• [PROBLEM DESCRIPTION] In the entries that follow, identify the line containing "Where can you find the ceiling fan in" and return it together with all later lines, exactly as they appear.

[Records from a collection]
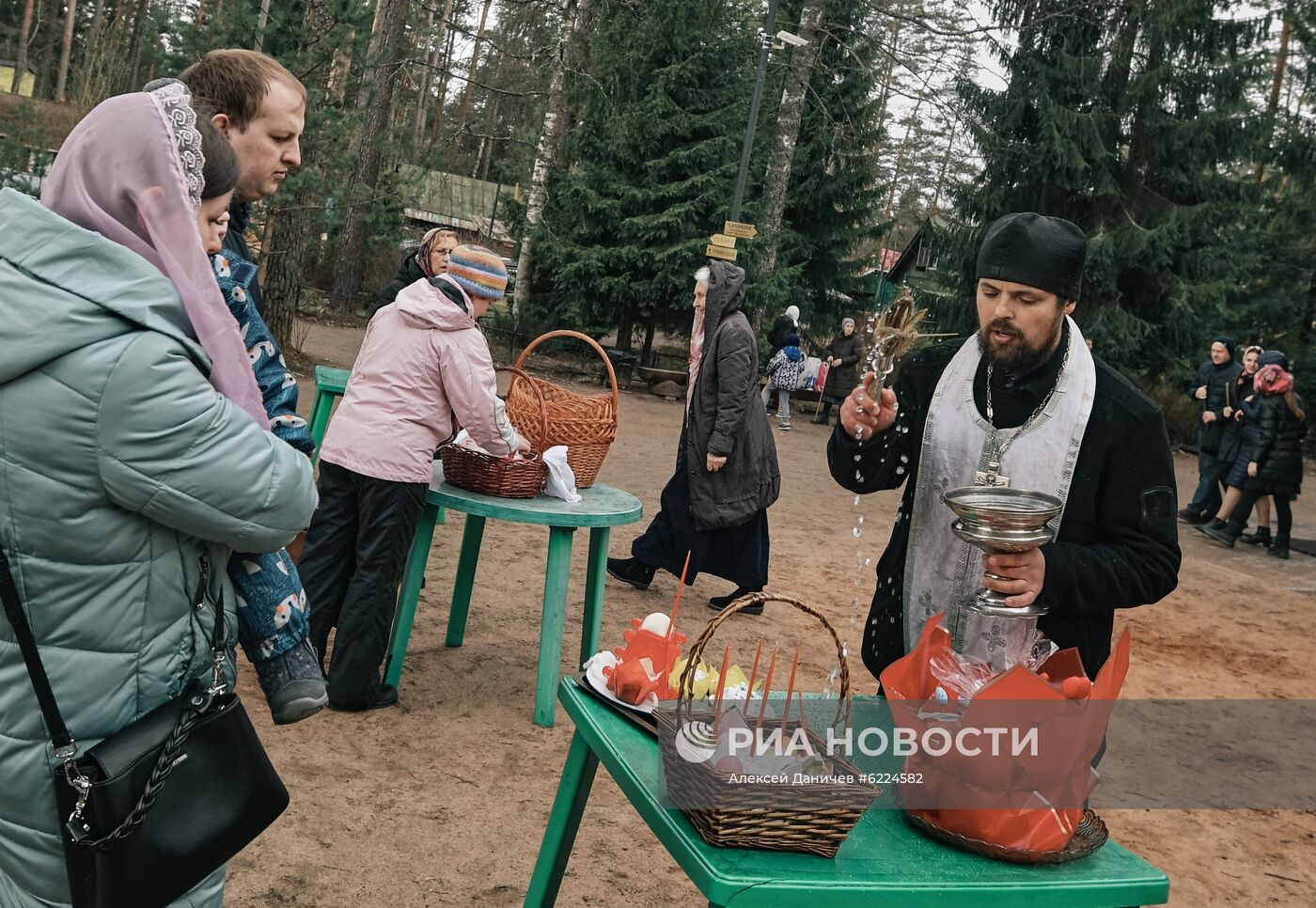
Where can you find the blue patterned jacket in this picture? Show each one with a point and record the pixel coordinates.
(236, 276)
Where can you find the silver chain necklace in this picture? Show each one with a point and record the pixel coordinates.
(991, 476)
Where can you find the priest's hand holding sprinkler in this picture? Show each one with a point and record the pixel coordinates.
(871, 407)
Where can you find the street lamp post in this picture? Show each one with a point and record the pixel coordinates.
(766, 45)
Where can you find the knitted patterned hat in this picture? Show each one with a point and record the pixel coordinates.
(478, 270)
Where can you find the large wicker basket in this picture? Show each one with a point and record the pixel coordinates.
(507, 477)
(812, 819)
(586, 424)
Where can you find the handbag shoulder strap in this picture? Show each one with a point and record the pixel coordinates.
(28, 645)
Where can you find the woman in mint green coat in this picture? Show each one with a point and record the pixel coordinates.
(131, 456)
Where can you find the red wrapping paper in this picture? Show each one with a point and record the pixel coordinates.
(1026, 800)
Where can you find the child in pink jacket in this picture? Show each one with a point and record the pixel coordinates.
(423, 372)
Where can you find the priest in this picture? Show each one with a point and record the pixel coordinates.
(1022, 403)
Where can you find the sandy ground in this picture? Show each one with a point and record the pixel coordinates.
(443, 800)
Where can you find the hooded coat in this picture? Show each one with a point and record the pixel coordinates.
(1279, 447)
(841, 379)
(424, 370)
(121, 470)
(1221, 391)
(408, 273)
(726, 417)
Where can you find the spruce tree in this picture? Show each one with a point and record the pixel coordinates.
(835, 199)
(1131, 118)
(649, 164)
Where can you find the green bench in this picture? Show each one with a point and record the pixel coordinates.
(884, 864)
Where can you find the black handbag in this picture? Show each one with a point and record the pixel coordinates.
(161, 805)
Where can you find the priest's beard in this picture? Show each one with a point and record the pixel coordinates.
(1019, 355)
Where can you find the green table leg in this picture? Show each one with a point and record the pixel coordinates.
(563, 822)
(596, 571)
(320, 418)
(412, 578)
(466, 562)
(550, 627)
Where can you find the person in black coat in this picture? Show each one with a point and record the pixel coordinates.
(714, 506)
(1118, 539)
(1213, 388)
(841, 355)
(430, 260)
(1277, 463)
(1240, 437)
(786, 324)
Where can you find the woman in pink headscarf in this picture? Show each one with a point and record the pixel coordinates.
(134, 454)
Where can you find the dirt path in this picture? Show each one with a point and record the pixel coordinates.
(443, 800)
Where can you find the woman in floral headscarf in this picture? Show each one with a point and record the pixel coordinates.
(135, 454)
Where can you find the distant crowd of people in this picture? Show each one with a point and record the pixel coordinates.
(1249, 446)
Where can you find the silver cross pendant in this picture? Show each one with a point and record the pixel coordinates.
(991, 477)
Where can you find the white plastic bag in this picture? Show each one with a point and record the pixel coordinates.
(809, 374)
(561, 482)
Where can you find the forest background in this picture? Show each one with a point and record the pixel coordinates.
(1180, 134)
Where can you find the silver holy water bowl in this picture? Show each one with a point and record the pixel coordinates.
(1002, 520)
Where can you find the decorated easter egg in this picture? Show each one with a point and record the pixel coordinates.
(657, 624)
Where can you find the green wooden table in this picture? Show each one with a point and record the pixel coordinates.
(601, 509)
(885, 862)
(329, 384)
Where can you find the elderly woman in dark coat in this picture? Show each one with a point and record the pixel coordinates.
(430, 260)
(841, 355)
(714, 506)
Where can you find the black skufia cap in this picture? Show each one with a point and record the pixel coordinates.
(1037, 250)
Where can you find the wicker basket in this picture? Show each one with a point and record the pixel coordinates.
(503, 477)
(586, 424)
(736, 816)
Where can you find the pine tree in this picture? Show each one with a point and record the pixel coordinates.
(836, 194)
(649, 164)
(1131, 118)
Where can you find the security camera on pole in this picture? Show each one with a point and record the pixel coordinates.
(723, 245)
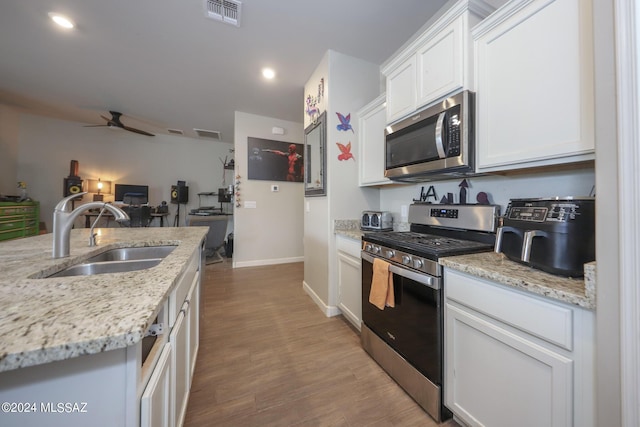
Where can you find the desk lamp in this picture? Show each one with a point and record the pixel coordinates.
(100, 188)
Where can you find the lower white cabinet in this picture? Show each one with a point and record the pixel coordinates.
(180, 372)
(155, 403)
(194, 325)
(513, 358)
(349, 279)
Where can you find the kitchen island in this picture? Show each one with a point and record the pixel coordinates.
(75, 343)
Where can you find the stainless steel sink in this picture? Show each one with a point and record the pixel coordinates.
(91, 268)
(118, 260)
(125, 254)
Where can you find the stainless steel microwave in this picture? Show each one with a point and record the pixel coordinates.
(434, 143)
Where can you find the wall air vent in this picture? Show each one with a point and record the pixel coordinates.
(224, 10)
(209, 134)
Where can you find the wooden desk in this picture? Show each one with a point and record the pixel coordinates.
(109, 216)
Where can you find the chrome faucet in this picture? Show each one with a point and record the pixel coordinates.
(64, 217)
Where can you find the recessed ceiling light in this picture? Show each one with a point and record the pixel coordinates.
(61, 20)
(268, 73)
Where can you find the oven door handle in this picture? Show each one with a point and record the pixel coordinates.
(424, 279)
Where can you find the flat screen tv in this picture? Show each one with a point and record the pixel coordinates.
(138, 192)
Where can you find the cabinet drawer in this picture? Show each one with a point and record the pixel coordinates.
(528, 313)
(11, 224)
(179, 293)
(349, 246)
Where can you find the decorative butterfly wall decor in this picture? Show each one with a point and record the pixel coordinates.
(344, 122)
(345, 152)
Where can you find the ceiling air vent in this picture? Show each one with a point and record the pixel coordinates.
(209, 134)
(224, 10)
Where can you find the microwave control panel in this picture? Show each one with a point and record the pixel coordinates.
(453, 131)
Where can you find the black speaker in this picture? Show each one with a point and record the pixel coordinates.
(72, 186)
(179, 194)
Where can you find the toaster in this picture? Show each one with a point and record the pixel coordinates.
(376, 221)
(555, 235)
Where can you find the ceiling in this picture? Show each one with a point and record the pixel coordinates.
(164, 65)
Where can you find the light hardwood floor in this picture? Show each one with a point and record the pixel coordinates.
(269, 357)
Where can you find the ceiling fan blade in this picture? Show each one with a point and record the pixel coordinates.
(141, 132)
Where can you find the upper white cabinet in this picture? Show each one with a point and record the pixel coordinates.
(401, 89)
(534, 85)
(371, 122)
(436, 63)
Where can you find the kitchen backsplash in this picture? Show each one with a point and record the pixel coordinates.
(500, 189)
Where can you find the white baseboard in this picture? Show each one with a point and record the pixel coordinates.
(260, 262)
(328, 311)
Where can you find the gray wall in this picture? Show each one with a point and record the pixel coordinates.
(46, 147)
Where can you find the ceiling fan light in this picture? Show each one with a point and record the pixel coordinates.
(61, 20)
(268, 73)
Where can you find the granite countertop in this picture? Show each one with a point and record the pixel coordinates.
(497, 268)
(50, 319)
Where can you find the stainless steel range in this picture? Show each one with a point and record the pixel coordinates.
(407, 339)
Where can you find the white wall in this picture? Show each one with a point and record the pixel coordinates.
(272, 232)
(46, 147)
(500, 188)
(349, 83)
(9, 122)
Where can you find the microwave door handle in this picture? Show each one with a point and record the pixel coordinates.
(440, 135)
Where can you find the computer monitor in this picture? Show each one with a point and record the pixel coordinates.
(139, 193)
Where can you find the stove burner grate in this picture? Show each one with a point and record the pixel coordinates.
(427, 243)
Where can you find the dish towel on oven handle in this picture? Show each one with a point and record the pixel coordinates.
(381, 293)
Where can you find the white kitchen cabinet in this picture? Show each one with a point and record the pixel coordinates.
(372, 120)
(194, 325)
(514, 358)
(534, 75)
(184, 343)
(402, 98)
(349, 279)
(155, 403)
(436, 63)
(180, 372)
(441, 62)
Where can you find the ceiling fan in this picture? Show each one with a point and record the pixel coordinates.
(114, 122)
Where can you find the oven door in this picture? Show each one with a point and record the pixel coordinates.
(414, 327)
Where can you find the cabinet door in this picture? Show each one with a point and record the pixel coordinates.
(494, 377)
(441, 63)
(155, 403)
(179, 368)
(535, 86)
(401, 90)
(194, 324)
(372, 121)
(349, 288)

• [SOLUTION]
Where can you find the ceiling fan in this picture? Show each one with a point and record the pixel coordinates.
(114, 122)
Where can you find the oven door in this picture? Show each one with a point and record the pixel coordinates.
(414, 327)
Where can you find the cabinet door in this picture? Show each one with a point and record the pixel coordinates.
(494, 377)
(441, 63)
(155, 403)
(179, 368)
(535, 86)
(401, 90)
(194, 324)
(372, 121)
(349, 288)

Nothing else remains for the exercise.